Material provided
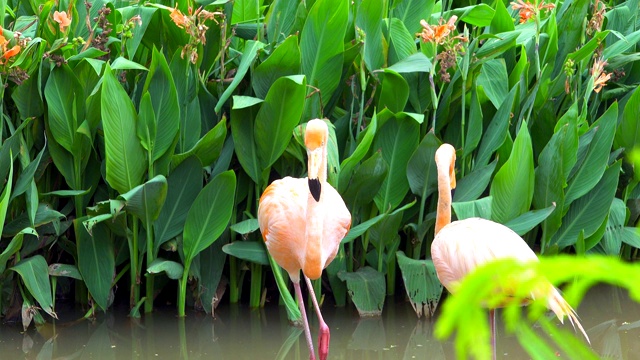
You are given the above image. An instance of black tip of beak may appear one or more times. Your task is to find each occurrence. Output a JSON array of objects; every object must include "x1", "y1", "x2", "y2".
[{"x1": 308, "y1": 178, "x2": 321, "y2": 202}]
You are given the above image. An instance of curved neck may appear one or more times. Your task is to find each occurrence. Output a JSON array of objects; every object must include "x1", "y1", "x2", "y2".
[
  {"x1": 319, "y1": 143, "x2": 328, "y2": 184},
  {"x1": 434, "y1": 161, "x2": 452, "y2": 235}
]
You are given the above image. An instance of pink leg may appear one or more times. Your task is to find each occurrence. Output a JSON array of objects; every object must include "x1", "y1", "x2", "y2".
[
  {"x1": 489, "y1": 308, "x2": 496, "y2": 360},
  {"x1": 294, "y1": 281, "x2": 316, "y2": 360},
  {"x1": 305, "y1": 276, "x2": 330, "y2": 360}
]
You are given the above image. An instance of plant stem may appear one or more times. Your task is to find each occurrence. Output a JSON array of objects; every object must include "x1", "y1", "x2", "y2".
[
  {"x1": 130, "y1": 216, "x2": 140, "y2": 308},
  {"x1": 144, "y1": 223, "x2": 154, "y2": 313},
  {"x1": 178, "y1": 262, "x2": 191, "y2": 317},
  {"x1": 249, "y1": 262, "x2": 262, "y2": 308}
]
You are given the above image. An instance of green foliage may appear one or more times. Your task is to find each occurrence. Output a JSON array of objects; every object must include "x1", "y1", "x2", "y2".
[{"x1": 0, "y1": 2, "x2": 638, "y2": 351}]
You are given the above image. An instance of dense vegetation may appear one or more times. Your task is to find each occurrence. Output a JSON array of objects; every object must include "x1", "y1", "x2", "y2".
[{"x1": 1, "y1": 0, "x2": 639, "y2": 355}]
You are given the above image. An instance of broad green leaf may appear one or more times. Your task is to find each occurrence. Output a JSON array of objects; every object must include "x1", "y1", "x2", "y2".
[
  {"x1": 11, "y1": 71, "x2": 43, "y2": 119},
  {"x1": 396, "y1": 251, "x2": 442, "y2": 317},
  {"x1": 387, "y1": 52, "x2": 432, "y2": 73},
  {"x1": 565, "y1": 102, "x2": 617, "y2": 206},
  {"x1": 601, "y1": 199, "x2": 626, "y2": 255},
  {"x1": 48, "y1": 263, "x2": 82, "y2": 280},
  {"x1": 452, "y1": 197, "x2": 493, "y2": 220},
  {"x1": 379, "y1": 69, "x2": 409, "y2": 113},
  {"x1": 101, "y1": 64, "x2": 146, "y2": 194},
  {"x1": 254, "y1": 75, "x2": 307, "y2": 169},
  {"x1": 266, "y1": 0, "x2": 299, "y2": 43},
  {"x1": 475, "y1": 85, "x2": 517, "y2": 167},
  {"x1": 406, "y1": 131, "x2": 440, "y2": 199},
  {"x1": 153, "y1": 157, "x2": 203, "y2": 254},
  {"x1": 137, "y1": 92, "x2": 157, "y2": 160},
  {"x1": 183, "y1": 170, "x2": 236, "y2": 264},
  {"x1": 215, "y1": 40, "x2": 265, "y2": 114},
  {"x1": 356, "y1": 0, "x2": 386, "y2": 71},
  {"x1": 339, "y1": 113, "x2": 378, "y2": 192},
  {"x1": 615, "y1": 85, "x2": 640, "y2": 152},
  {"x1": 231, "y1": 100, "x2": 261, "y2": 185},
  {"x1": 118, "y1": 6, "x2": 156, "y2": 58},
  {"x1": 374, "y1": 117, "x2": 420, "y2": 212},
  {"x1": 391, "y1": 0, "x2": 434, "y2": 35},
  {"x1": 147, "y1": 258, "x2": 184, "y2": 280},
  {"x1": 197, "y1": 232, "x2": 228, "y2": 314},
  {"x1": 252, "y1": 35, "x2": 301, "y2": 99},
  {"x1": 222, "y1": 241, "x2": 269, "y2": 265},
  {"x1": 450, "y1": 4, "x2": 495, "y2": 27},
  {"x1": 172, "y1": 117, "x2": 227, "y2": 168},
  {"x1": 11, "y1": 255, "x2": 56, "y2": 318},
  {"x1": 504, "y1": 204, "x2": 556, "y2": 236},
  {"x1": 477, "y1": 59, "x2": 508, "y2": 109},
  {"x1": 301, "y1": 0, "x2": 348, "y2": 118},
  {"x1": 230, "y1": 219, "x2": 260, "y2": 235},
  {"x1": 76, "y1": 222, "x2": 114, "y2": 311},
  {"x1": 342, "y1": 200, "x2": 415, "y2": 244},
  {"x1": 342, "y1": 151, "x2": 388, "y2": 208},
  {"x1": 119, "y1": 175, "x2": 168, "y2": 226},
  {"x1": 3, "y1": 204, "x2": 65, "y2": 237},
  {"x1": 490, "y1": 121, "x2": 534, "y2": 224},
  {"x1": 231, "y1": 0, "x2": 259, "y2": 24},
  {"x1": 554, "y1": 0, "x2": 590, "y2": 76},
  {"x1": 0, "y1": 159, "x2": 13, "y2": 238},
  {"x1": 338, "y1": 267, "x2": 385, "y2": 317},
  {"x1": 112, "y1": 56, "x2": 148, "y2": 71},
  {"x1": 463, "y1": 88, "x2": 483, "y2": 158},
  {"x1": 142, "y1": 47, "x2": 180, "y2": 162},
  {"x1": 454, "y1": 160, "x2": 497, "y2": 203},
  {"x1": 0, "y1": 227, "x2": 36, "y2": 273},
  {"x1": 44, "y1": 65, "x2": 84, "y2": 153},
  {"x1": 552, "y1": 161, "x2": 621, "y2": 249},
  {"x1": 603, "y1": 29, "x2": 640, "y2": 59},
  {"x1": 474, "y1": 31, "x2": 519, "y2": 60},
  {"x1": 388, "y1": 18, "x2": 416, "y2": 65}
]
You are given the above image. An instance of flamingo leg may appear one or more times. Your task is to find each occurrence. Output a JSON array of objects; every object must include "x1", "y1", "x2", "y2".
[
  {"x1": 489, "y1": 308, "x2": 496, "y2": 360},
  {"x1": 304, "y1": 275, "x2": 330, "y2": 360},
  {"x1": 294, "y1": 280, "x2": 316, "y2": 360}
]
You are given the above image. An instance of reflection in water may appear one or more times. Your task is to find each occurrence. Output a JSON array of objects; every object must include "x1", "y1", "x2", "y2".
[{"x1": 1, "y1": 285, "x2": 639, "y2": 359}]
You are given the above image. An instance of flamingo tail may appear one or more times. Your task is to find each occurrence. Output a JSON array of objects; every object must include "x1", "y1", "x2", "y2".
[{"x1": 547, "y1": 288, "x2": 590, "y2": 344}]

What needs to be done
The reply should repeat the data in full, exactly as given, and contain no pictures.

Task response
You are given the above image. An instance of black tip of beak may appear one or more times. Your task is to find each occurrence. Output a JSON array of objects; every object must include "x1", "y1", "x2", "y2".
[{"x1": 308, "y1": 178, "x2": 321, "y2": 202}]
You are given the above image. An instance of curved neck may appear one or more times. Your task is to find each occurrence. Output a JSON array of objects; every object must include "x1", "y1", "x2", "y2".
[
  {"x1": 319, "y1": 143, "x2": 328, "y2": 184},
  {"x1": 434, "y1": 161, "x2": 452, "y2": 235}
]
You are given the above image. An instance of pink leg may appear one or more times. Your task is to find each occurrence. Output a JSON array of objects; every object must include "x1", "y1", "x2", "y2".
[
  {"x1": 489, "y1": 308, "x2": 496, "y2": 360},
  {"x1": 294, "y1": 281, "x2": 316, "y2": 360},
  {"x1": 305, "y1": 276, "x2": 330, "y2": 360}
]
You are given the above image. An instance of plant stem may appear one or more times. Your task is to find each occurrence. Output a JSON array of objects; every object must include "x1", "y1", "x2", "y2".
[
  {"x1": 130, "y1": 216, "x2": 140, "y2": 308},
  {"x1": 144, "y1": 223, "x2": 154, "y2": 313},
  {"x1": 178, "y1": 262, "x2": 191, "y2": 317},
  {"x1": 249, "y1": 262, "x2": 262, "y2": 308}
]
You are given the above image. An instance of green foliage may appear one or more times. Your task is to find each occurrence. Output a JSON array of objects; every object must include "x1", "y1", "x2", "y2".
[{"x1": 0, "y1": 2, "x2": 638, "y2": 351}]
You are given the above image. An instance of dense vegetation may appear one or more times. Your task is to find each occurrence. Output a JSON array of objects; every object must include "x1", "y1", "x2", "y2".
[{"x1": 1, "y1": 0, "x2": 639, "y2": 355}]
You are given the above image. An instance of broad green leaf may appear one or more times. Your task is to find each occurrence. Output a JSON array of objects; every object must include "x1", "y1", "x2", "y2".
[
  {"x1": 11, "y1": 71, "x2": 43, "y2": 119},
  {"x1": 396, "y1": 251, "x2": 442, "y2": 317},
  {"x1": 387, "y1": 52, "x2": 432, "y2": 73},
  {"x1": 565, "y1": 102, "x2": 617, "y2": 206},
  {"x1": 601, "y1": 199, "x2": 626, "y2": 255},
  {"x1": 48, "y1": 263, "x2": 82, "y2": 280},
  {"x1": 452, "y1": 197, "x2": 493, "y2": 220},
  {"x1": 379, "y1": 69, "x2": 409, "y2": 113},
  {"x1": 101, "y1": 64, "x2": 146, "y2": 194},
  {"x1": 254, "y1": 75, "x2": 307, "y2": 169},
  {"x1": 266, "y1": 0, "x2": 299, "y2": 43},
  {"x1": 475, "y1": 85, "x2": 517, "y2": 167},
  {"x1": 406, "y1": 131, "x2": 440, "y2": 199},
  {"x1": 153, "y1": 157, "x2": 203, "y2": 254},
  {"x1": 137, "y1": 92, "x2": 157, "y2": 160},
  {"x1": 183, "y1": 170, "x2": 236, "y2": 264},
  {"x1": 215, "y1": 40, "x2": 265, "y2": 114},
  {"x1": 356, "y1": 0, "x2": 386, "y2": 71},
  {"x1": 339, "y1": 113, "x2": 378, "y2": 192},
  {"x1": 615, "y1": 85, "x2": 640, "y2": 152},
  {"x1": 231, "y1": 100, "x2": 261, "y2": 185},
  {"x1": 118, "y1": 6, "x2": 156, "y2": 58},
  {"x1": 374, "y1": 117, "x2": 420, "y2": 212},
  {"x1": 391, "y1": 0, "x2": 434, "y2": 35},
  {"x1": 147, "y1": 258, "x2": 184, "y2": 280},
  {"x1": 197, "y1": 232, "x2": 228, "y2": 314},
  {"x1": 252, "y1": 35, "x2": 301, "y2": 99},
  {"x1": 222, "y1": 241, "x2": 269, "y2": 265},
  {"x1": 450, "y1": 4, "x2": 495, "y2": 27},
  {"x1": 172, "y1": 117, "x2": 227, "y2": 168},
  {"x1": 11, "y1": 255, "x2": 56, "y2": 318},
  {"x1": 504, "y1": 204, "x2": 556, "y2": 236},
  {"x1": 477, "y1": 59, "x2": 508, "y2": 109},
  {"x1": 301, "y1": 0, "x2": 348, "y2": 118},
  {"x1": 230, "y1": 219, "x2": 260, "y2": 235},
  {"x1": 76, "y1": 222, "x2": 114, "y2": 311},
  {"x1": 342, "y1": 200, "x2": 415, "y2": 244},
  {"x1": 342, "y1": 151, "x2": 388, "y2": 208},
  {"x1": 119, "y1": 175, "x2": 168, "y2": 226},
  {"x1": 3, "y1": 204, "x2": 65, "y2": 237},
  {"x1": 490, "y1": 121, "x2": 534, "y2": 224},
  {"x1": 231, "y1": 0, "x2": 259, "y2": 24},
  {"x1": 554, "y1": 0, "x2": 590, "y2": 76},
  {"x1": 0, "y1": 159, "x2": 13, "y2": 238},
  {"x1": 338, "y1": 267, "x2": 385, "y2": 317},
  {"x1": 112, "y1": 56, "x2": 148, "y2": 71},
  {"x1": 463, "y1": 88, "x2": 483, "y2": 158},
  {"x1": 142, "y1": 47, "x2": 180, "y2": 162},
  {"x1": 454, "y1": 160, "x2": 497, "y2": 203},
  {"x1": 0, "y1": 227, "x2": 36, "y2": 273},
  {"x1": 44, "y1": 65, "x2": 84, "y2": 153},
  {"x1": 552, "y1": 161, "x2": 621, "y2": 249},
  {"x1": 603, "y1": 29, "x2": 640, "y2": 59},
  {"x1": 474, "y1": 31, "x2": 519, "y2": 60},
  {"x1": 388, "y1": 18, "x2": 416, "y2": 65}
]
You are given the above image. An instance of flamingo leg may appear one or more times. Your task is to find each occurrence. Output a JSON array of objects; every object must include "x1", "y1", "x2", "y2".
[
  {"x1": 489, "y1": 308, "x2": 496, "y2": 360},
  {"x1": 304, "y1": 275, "x2": 330, "y2": 360},
  {"x1": 294, "y1": 280, "x2": 316, "y2": 360}
]
You are given the above image. An instance of reflection in water may appear one or more times. Your task is to find each occurrence. Output a JSON array of objects; every object must include "x1", "y1", "x2", "y2".
[{"x1": 1, "y1": 285, "x2": 639, "y2": 359}]
You are given the above image. An instance of flamingo tail may appear one or more times. Your task is to find each occurrence. Output a JSON array of objects; every object must include "x1", "y1", "x2", "y2".
[{"x1": 547, "y1": 288, "x2": 590, "y2": 344}]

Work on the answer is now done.